- _PROVIDED MATERIAL_

_ _ _ _ _

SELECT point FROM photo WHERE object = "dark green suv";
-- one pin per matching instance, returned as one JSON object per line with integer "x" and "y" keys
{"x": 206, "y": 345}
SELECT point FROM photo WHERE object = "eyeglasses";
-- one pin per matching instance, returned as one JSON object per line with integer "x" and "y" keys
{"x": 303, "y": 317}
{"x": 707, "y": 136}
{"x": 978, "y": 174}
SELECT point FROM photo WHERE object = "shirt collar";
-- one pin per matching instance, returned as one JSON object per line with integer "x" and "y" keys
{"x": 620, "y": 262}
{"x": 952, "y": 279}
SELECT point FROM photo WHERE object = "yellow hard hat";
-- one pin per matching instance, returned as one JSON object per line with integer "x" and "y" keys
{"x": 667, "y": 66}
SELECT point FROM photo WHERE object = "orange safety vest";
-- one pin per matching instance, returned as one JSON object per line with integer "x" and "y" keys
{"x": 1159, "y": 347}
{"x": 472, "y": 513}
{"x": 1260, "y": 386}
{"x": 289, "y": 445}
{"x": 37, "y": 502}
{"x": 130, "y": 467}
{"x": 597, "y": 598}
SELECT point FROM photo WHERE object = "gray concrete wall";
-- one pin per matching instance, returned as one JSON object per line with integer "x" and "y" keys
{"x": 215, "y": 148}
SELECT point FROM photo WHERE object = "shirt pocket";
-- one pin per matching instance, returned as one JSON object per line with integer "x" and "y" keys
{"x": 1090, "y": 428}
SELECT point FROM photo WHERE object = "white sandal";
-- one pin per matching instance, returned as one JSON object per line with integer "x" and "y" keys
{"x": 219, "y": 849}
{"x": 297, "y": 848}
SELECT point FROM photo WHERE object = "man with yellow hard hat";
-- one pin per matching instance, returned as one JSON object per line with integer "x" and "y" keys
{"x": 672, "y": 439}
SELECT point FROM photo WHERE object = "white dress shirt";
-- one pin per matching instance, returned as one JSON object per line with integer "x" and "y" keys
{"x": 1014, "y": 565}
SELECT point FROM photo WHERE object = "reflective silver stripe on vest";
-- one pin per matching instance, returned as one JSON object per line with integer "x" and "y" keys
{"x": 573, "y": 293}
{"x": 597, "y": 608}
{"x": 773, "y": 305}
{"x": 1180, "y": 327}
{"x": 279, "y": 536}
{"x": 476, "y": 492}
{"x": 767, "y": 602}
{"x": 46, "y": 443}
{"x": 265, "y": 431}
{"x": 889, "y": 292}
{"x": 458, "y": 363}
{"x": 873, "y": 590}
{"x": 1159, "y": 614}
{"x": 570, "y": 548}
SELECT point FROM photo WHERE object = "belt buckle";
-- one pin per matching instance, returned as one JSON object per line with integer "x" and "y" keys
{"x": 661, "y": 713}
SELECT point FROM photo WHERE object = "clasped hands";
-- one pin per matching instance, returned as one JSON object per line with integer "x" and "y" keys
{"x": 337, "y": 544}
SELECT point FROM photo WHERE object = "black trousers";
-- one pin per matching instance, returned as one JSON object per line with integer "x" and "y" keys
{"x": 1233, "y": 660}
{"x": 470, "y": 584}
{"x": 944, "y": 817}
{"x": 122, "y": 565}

_ _ _ _ _

- _PROBLEM REQUIREMENTS_
Copy the listing above line for line, with no changes.

- _RESULT BELOW_
SELECT point FROM photo WHERE object = "dark green suv";
-- one pin per matching instance, returned as one JSON object per line with integer "x" and "y" keys
{"x": 206, "y": 345}
SELECT point FROM photo WHERE object = "eyeglasses";
-- one pin per matching instance, returned as one JSON object per line with integer "x" and "y" keys
{"x": 303, "y": 317}
{"x": 707, "y": 136}
{"x": 978, "y": 174}
SELECT point FROM photo WHERE object = "shirt collar";
-- one pin per matching instance, returned as one JSON object per line with integer "x" and "y" keys
{"x": 620, "y": 262}
{"x": 952, "y": 279}
SELECT point FROM photo WHERE object = "yellow hard hat";
-- one pin per matching instance, returned as one JSON object per line with integer "x" and "y" keys
{"x": 667, "y": 66}
SELECT point FROM photo WHERE object = "orange safety vest";
-- one pin per matching instance, returned as one JSON object per line with integer "x" and "y" keys
{"x": 1159, "y": 347}
{"x": 472, "y": 513}
{"x": 1260, "y": 386}
{"x": 289, "y": 445}
{"x": 37, "y": 502}
{"x": 130, "y": 467}
{"x": 597, "y": 598}
SELECT point FROM photo WHERE object = "gray concrete wall";
-- one pin per matching instance, returned as one JSON object per line with integer "x" and "y" keys
{"x": 215, "y": 148}
SELECT point FROM photo WHERE object = "shirt pocket";
-- one pin per matching instance, returned as one JSON object per line with integer "x" and "y" keys
{"x": 1090, "y": 428}
SELECT point FROM photo WHERE object = "white sandal";
-- one pin per matching instance, returned as one JSON object per line with integer "x" and "y" keys
{"x": 219, "y": 849}
{"x": 297, "y": 848}
SELECT point FROM photo WHERE object = "man with yellow hard hat";
-- one pin per matching instance, returned as one JSON object per line with integer "x" and "y" keys
{"x": 672, "y": 439}
SELECT point FROM photo WHERE object = "white dress shirt";
-- one pin per matching instance, returned as one JSON object per line with integer "x" and "y" keys
{"x": 1014, "y": 565}
SELECT point FROM photo WHERE object = "reflective silver stripe on vest";
-- one pin per matching instance, returned as one JSON object per line with integer "x" and "y" keys
{"x": 573, "y": 293}
{"x": 597, "y": 608}
{"x": 773, "y": 305}
{"x": 1180, "y": 327}
{"x": 279, "y": 536}
{"x": 476, "y": 492}
{"x": 767, "y": 602}
{"x": 46, "y": 443}
{"x": 265, "y": 431}
{"x": 889, "y": 292}
{"x": 458, "y": 363}
{"x": 873, "y": 590}
{"x": 1159, "y": 614}
{"x": 570, "y": 548}
SELECT point FROM photo WHERE object = "belt buckle";
-- one pin per matching instance, returned as one JSON object per line with integer "x" and "y" keys
{"x": 661, "y": 713}
SELECT point FROM photo WHERE object = "clasped hands";
-- one pin per matching instance, returned as one JSON object per line with integer "x" and "y" keys
{"x": 337, "y": 544}
SELECT point FROM photo WHERE object = "black trousers";
-- one pin per matching instance, returned as one JSON object per line with integer "x" and "y" keys
{"x": 1233, "y": 660}
{"x": 470, "y": 584}
{"x": 944, "y": 817}
{"x": 122, "y": 565}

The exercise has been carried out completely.